TEXTO EM ESTUDO>
────

Bizarro mundo este em que vivemos. Tínhamos como certo, há menos de uma década, que opinião pública, imprensa e “formadores de opinião” (os bem-pensantes) eram coisas inseparáveis, condenadas a viverem e a permanecerem juntas até o fim dos tempos. Inesperadamente, no entanto, a opinião pública tornou-se um campo de batalha, a imprensa tradicional entrou em colapso e os formadores de opinião, os indefectíveis “especialistas”, foram lançados num quase ostracismo. Tais seres, inclusive, que se tinham e eram tidos socialmente em alta conta, foram condenados a falar praticamente uns para os outros e, o que é pior, se viram, num passe de mágica, substituídos por uma personagem inusitada que, embora prevista na trama das sociedades democráticas, tardou a ter mais voz no espetáculo: o cidadão comum.
Lançando mão das facilidades comunicacionais propiciadas pelas novas tecnologias da informação, donas e donos de casa dos mais variados cantos atiraram-se numa aventura de tons “iluministas”: usaram de sua razão, de seu “bom senso”, esclareceram-se, saíram da “menoridade” e resolveram marcar presença no debate público. Uma vez aí instalados, descobriram similares e seguidores, muitos similares e muitos seguidores; e isso sem nunca recorrerem à autoridade dos títulos acadêmicos ou à chancela dos bem-pensantes; ao contrário, a legitimidade do que dizem é retirada da adesão dos tais similares e seguidores, da gente que compartilha de um mesmo universo de valores – cristãos, familiares e patrióticos –, valores comumente julgados desprezíveis e grosseiros pelos que se querem progressistas e esclarecidos.

────

DADOS FORNECIDOS>
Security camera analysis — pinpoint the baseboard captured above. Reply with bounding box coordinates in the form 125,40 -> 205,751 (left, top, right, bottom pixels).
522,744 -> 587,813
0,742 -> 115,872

────

ENUNCIADO DA TAREFA> Prossiga o texto sobre a opinião pública a partir do ponto em que ele termina. As linhas são um material à parte, sem ligação com o texto sobre a opinião pública.

RESPOSTA ESCRITA>
A emergência dessas novas personagens no debate público e a tal guerra de narrativas que se instalou no espaço virtual é, no entanto, somente um dos sintomas de um mal de enormes proporções que há tempos, e num crescendo, vem comprometendo a estabilidade das sociedades ocidentais: o divórcio entre o grosso das populações nacionais e suas elites política, econômica e, sobretudo, intelectual. Para se ter uma ideia do tamanho do embrolho e de como o mesmo evoluiu rápido e numa direção inusitada, vale uma breve comparação. Em 1994, poucos dias antes de morrer, o historiador americano Christopher Lasch finalizou o seu premonitório A revolta das elites e a traição da democracia. A obra, tida por muitos como o testamento intelectual de Lash, propõe uma ampla reflexão sobre o futuro da democracia ocidental, melhor, sobre as soluções democráticas para um impasse inédito vivido pelas sociedades ocidentais: o crescente distanciamento entre as elites e os extratos médios e baixos da população, entre os que ocupam o topo da pirâmide social e as ditas maiorias silenciosas.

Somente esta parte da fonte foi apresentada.